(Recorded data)
* * * * * * *
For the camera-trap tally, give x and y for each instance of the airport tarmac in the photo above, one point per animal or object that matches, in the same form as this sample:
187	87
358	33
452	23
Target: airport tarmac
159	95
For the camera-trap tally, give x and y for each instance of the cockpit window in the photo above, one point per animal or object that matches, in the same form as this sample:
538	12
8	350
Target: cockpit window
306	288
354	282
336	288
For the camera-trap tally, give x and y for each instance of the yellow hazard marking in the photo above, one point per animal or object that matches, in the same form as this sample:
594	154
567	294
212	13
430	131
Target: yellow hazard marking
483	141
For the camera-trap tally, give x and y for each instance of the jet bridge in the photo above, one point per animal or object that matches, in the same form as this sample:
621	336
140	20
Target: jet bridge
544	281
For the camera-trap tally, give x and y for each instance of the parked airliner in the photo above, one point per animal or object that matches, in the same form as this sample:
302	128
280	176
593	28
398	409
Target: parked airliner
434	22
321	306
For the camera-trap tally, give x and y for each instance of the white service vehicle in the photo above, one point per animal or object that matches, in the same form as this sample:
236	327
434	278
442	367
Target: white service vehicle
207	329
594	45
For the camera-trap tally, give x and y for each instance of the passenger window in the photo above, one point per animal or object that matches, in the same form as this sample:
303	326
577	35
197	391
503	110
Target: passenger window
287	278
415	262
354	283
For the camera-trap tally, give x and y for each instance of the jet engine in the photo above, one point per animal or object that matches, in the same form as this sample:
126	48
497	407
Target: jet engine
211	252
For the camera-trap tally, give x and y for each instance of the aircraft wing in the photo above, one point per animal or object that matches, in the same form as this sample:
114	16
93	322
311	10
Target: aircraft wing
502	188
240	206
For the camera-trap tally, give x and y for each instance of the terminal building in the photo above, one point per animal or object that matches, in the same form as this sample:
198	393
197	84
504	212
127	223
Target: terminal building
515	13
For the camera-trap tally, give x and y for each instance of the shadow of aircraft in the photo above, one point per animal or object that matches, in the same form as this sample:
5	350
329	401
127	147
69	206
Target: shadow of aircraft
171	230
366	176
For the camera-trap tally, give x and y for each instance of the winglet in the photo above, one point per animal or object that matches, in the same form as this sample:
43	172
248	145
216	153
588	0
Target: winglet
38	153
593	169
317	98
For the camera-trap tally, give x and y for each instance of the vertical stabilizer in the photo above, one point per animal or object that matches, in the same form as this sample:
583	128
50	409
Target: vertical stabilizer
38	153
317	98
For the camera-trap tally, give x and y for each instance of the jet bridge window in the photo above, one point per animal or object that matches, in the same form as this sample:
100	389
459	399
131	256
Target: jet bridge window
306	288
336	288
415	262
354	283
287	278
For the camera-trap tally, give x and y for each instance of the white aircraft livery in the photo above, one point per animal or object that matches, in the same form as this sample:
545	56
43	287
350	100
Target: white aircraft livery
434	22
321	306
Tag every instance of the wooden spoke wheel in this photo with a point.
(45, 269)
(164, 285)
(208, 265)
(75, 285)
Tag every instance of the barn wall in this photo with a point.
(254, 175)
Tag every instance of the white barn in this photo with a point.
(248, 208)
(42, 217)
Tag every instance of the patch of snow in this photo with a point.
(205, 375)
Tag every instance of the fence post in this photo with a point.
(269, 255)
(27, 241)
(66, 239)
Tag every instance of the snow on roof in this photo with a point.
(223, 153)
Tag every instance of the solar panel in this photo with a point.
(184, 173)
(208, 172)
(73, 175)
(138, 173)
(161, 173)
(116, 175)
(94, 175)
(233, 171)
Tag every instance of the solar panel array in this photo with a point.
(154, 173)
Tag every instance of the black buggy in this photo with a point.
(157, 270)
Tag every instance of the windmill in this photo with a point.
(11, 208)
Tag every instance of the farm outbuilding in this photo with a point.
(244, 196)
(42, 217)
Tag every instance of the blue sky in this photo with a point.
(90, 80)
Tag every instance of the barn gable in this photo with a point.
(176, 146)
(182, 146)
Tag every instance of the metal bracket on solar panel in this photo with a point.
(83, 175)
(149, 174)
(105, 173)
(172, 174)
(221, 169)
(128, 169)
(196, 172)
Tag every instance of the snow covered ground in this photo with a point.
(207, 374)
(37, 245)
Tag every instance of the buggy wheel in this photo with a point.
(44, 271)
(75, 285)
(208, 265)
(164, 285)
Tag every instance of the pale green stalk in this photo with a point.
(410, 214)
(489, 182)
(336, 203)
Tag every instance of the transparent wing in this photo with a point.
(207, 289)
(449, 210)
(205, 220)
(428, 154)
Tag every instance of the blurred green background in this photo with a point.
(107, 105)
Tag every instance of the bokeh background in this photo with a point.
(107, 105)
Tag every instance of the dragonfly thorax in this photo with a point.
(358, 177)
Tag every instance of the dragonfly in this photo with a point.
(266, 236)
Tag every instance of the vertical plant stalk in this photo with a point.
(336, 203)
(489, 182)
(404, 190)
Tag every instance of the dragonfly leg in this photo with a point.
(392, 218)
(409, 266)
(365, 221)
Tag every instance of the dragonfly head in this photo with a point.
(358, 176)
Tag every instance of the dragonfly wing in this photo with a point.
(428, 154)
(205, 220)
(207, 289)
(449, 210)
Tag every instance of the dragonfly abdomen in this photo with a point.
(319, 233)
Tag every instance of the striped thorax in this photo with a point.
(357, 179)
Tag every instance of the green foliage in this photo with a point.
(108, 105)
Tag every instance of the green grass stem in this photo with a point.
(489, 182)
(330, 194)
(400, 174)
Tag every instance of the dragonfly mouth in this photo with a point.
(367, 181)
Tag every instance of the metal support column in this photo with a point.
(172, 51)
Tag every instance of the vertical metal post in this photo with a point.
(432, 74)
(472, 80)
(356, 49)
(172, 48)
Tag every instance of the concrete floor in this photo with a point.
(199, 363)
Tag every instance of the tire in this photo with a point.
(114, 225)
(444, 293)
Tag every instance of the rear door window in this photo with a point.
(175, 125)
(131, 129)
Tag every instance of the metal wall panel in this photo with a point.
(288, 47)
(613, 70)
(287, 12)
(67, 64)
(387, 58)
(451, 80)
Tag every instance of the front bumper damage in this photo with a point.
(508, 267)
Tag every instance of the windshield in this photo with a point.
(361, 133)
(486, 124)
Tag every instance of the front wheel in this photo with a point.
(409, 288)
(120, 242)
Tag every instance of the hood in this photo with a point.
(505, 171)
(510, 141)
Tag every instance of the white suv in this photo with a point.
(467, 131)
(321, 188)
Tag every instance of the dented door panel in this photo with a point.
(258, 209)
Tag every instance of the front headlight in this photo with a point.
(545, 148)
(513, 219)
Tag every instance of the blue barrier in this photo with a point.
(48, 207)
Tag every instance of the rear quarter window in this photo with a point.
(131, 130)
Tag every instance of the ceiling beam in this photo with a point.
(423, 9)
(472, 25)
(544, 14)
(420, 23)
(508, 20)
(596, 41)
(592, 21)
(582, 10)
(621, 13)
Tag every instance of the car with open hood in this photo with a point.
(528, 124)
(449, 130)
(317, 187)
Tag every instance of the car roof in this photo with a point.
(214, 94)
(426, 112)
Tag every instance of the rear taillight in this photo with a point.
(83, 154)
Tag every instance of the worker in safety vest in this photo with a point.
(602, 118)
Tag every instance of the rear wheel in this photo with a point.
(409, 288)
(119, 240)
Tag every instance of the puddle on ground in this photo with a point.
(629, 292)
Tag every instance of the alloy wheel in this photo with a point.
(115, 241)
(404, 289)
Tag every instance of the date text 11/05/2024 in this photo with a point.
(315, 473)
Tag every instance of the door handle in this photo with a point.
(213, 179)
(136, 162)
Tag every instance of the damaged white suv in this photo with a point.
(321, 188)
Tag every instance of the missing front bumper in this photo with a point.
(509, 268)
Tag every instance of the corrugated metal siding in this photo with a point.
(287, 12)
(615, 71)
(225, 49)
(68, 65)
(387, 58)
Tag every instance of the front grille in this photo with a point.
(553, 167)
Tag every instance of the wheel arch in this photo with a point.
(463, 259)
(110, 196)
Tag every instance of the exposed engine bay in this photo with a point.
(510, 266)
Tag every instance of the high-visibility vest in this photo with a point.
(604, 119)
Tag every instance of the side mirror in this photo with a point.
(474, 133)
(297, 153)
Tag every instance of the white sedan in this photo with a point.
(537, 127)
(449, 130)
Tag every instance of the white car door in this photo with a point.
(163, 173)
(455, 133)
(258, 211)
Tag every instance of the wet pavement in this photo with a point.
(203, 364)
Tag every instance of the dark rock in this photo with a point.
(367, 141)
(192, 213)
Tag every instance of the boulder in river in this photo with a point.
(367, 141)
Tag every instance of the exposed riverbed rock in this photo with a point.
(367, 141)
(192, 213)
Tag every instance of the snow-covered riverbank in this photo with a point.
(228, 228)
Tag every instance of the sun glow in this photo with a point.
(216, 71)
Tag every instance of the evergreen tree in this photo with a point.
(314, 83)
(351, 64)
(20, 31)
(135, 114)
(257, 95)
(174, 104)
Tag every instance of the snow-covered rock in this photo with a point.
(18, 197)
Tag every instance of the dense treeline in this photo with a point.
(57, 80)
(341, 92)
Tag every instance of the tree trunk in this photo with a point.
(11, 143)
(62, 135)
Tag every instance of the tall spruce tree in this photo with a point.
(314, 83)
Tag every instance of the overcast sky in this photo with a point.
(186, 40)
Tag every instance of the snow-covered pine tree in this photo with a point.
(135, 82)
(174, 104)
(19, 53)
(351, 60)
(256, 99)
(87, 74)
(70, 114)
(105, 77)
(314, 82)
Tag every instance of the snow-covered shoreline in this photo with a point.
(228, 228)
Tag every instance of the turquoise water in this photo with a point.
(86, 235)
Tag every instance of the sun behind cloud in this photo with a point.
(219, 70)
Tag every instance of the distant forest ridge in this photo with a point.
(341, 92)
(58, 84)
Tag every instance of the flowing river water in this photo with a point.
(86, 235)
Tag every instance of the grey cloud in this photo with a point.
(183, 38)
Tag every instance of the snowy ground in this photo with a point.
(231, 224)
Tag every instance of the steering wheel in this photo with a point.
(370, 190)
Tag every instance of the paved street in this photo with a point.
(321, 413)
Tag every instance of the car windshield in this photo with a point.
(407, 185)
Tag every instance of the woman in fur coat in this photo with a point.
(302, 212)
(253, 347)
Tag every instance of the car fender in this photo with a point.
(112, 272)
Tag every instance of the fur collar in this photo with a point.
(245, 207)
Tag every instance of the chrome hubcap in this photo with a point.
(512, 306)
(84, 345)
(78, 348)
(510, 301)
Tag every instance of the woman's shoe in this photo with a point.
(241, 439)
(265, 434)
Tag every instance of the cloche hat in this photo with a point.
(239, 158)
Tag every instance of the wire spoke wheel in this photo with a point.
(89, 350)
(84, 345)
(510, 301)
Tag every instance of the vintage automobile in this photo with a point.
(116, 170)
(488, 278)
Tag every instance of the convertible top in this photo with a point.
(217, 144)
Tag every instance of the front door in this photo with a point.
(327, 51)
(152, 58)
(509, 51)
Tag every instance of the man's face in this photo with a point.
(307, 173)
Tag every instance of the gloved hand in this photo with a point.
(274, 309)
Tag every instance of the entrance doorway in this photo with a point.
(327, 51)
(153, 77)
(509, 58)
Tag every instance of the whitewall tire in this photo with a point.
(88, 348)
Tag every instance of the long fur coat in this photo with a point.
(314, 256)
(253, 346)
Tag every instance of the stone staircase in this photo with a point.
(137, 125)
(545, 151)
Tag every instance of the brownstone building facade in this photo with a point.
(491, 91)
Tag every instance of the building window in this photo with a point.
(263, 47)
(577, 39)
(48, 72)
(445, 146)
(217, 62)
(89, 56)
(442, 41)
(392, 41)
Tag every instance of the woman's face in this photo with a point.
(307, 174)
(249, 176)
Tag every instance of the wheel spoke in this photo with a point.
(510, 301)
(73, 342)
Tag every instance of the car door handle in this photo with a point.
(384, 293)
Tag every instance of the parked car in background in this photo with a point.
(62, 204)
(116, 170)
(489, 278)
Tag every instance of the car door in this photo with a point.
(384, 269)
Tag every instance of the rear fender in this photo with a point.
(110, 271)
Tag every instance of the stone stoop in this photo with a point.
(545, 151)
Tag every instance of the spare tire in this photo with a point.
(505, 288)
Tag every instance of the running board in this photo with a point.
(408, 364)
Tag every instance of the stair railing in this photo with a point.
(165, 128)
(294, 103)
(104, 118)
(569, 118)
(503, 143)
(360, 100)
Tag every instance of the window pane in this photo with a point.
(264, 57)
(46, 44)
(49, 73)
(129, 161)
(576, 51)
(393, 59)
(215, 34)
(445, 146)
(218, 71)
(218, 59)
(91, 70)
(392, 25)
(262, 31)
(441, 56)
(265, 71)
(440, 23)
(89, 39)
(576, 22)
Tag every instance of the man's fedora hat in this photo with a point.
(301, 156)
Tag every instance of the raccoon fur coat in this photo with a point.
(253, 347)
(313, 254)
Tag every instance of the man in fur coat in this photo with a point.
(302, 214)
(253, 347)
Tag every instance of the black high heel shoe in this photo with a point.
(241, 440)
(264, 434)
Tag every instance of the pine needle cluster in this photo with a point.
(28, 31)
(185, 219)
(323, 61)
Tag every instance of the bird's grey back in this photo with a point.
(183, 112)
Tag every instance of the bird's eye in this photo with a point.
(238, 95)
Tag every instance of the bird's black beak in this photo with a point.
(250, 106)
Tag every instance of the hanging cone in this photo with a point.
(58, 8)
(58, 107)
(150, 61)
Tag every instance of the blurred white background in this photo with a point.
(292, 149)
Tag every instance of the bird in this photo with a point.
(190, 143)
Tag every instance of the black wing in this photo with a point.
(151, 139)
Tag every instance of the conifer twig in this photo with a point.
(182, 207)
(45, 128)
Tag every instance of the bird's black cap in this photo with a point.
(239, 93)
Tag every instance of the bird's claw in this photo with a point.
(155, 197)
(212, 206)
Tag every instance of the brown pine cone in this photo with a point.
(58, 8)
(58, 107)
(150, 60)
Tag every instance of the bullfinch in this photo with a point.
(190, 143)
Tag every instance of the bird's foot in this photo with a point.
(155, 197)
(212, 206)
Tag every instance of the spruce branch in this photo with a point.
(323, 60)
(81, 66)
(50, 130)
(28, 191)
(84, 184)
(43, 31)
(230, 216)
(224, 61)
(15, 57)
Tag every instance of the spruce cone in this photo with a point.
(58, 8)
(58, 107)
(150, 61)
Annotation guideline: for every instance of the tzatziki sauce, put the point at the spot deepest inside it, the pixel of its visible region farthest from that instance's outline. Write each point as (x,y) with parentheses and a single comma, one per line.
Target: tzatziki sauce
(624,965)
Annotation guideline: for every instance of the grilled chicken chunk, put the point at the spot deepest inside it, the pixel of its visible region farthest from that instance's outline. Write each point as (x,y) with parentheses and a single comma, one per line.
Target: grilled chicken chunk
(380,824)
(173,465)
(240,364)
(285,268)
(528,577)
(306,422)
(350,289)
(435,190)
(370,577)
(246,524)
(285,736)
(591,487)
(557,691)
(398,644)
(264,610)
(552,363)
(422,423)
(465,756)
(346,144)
* * * * * * *
- WORK INSTRUCTION
Write out each line above with the word "comma".

- WRITTEN SOLUTION
Annotation guideline: for every instance of the tzatziki sauce, put the point at the spot deepest inside it, the pixel of its visible region farthest from that instance's outline. Write each point as (x,y) with parentheses and a single comma, one per line.
Annotation guideline: for every instance of the grilled chicken chunk, put the point at the spot deepest inside it, the pixel of its visible region farthest from that instance's outline. Write each point as (x,y) with parentheses and a single comma, one per line.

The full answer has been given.